--- start Items ---

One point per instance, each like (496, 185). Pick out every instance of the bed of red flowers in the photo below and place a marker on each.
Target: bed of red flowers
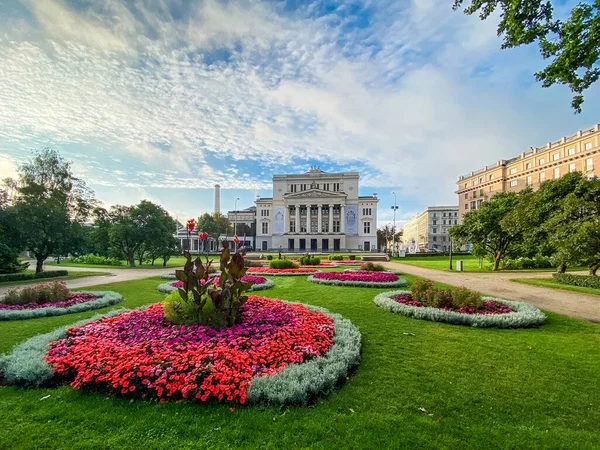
(267, 270)
(140, 353)
(489, 306)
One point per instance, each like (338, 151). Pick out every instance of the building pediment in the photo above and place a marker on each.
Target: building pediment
(315, 193)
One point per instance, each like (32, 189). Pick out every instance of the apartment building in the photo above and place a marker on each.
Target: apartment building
(428, 230)
(578, 152)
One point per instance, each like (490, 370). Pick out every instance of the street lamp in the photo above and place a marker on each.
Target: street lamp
(394, 208)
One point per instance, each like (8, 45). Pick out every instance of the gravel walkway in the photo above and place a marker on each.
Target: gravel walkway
(574, 304)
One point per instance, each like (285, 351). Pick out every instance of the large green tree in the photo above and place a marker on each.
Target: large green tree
(486, 230)
(50, 205)
(573, 44)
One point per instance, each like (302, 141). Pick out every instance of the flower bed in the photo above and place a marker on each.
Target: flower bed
(494, 312)
(260, 284)
(265, 271)
(358, 278)
(77, 302)
(280, 353)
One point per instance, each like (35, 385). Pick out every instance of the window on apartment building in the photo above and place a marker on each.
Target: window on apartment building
(589, 164)
(367, 227)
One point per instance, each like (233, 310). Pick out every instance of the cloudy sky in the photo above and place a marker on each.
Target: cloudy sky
(162, 99)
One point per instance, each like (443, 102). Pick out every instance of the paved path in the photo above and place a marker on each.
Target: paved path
(574, 304)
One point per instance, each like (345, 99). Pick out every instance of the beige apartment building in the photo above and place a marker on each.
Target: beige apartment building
(579, 152)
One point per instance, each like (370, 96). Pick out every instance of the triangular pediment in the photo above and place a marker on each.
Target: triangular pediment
(315, 193)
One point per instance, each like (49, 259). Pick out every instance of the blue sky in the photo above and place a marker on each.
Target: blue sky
(161, 100)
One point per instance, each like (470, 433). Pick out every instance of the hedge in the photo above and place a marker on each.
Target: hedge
(32, 276)
(296, 384)
(105, 298)
(525, 315)
(398, 283)
(591, 281)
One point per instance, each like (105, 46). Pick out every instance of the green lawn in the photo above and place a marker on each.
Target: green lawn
(484, 388)
(547, 282)
(71, 276)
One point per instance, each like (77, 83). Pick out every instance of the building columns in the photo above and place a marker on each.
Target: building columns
(320, 217)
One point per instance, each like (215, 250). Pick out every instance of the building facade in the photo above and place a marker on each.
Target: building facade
(428, 230)
(316, 212)
(579, 152)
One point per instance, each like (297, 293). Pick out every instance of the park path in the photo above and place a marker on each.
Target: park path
(574, 304)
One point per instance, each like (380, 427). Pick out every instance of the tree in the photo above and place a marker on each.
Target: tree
(573, 43)
(486, 230)
(50, 205)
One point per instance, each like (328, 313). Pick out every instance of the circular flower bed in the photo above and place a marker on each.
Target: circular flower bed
(260, 284)
(281, 272)
(494, 312)
(280, 353)
(358, 278)
(75, 303)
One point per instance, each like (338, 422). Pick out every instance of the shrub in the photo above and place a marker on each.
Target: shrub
(40, 293)
(92, 259)
(33, 276)
(371, 267)
(590, 281)
(282, 264)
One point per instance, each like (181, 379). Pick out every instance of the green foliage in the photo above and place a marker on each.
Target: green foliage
(200, 302)
(282, 264)
(39, 293)
(590, 281)
(573, 44)
(94, 260)
(33, 276)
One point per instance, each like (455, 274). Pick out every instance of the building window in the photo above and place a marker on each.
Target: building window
(589, 164)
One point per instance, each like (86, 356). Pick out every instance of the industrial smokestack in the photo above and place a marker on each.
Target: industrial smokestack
(217, 199)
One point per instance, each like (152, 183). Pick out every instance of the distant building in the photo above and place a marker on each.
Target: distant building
(428, 230)
(578, 152)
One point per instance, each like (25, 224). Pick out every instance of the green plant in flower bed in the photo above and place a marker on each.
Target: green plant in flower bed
(590, 281)
(282, 264)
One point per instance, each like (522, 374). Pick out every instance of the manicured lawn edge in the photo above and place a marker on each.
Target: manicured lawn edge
(525, 315)
(372, 284)
(105, 298)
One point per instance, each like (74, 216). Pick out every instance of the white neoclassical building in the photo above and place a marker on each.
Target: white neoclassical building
(316, 212)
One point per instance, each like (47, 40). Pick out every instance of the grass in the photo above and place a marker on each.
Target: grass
(71, 276)
(547, 282)
(484, 388)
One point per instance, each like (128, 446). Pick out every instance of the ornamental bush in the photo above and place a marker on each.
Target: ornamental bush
(39, 293)
(282, 264)
(590, 281)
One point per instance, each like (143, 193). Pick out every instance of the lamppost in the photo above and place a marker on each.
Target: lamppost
(394, 208)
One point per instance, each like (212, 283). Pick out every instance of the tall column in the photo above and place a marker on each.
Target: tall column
(320, 216)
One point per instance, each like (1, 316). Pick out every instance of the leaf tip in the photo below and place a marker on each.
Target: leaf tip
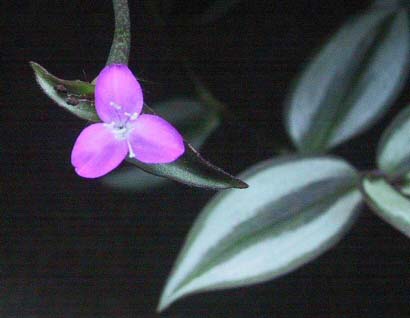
(240, 184)
(163, 304)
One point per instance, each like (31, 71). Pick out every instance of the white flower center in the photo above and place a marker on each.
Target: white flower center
(122, 128)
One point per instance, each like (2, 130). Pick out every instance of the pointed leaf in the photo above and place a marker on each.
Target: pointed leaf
(192, 169)
(75, 96)
(294, 210)
(352, 82)
(393, 153)
(195, 121)
(387, 202)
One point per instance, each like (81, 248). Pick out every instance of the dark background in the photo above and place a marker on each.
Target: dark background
(71, 247)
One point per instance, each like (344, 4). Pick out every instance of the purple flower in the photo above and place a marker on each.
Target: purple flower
(101, 147)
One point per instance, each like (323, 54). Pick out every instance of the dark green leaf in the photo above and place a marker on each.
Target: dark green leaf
(352, 82)
(294, 210)
(77, 97)
(387, 202)
(393, 152)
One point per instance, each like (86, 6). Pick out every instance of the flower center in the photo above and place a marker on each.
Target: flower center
(123, 126)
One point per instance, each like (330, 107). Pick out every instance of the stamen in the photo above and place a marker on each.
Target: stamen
(115, 105)
(131, 152)
(131, 116)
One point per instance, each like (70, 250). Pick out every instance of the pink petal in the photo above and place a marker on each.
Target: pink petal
(97, 151)
(154, 140)
(117, 92)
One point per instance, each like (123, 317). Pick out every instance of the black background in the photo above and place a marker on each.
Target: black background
(71, 247)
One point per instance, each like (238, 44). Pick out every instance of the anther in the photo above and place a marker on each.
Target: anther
(115, 105)
(131, 152)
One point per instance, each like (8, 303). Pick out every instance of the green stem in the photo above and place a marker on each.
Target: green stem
(120, 48)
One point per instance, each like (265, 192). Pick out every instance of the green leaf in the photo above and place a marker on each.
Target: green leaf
(387, 202)
(352, 82)
(393, 152)
(193, 119)
(77, 97)
(294, 210)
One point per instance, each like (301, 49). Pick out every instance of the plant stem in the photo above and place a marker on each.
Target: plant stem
(120, 48)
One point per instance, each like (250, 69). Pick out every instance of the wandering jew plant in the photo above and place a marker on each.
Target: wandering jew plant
(298, 205)
(101, 147)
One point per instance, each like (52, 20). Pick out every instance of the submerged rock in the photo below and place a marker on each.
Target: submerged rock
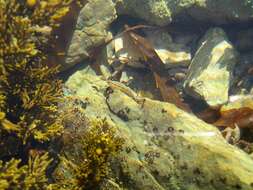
(91, 30)
(165, 147)
(210, 73)
(162, 12)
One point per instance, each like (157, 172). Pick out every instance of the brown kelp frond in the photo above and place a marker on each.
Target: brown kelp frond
(29, 89)
(99, 143)
(30, 176)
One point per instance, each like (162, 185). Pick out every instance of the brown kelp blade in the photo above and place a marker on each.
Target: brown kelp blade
(168, 92)
(242, 117)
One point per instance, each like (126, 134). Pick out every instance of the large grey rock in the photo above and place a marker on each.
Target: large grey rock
(210, 73)
(166, 148)
(161, 12)
(91, 30)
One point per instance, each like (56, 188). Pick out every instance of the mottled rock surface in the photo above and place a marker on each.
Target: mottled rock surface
(91, 30)
(166, 148)
(210, 73)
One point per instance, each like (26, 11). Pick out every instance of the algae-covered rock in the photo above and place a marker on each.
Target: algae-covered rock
(91, 30)
(210, 73)
(165, 147)
(162, 12)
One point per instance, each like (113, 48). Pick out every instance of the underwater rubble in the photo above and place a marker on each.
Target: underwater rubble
(126, 94)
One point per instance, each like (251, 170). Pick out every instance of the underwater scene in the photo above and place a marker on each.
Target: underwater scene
(126, 94)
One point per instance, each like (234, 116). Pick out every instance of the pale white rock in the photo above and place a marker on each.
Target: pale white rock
(210, 73)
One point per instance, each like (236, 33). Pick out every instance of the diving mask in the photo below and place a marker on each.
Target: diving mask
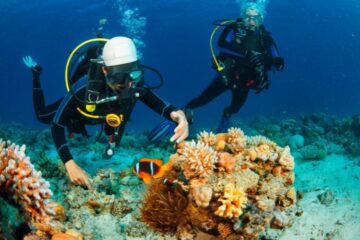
(252, 19)
(122, 77)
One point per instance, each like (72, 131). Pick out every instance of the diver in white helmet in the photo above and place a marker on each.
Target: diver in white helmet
(106, 95)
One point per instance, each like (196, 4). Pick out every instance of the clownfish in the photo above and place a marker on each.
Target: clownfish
(148, 168)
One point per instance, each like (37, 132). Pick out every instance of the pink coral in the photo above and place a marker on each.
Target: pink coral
(19, 179)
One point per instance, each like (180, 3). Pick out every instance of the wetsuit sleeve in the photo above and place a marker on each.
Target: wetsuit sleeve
(226, 39)
(154, 102)
(65, 114)
(273, 51)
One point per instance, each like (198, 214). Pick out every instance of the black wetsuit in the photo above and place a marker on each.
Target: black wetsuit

--- end Items ---

#### What to work on:
The lines to reproduce run from the one that contains "One point per instance, each like (196, 4)." through the last line above; copy them exactly.

#### Final answer:
One point per instance, each like (196, 4). Pick out every instance of the clownfish in the photo above and place a marker on each.
Target: clownfish
(148, 168)
One point per instance, each like (37, 132). Pick out every instance of the pink coral in the photo above and place a marker on each.
Target: pink coral
(19, 179)
One point per instance, each like (180, 3). Pick out every instance of the wetsuit sleeve in the photo above and place a marker on each.
Target: wetsuit sleeve
(226, 39)
(154, 102)
(65, 114)
(273, 51)
One point per instance, each like (198, 214). Pick out every instance of the black wetsuit in the photo above and place a marker on each.
Target: black wetsuit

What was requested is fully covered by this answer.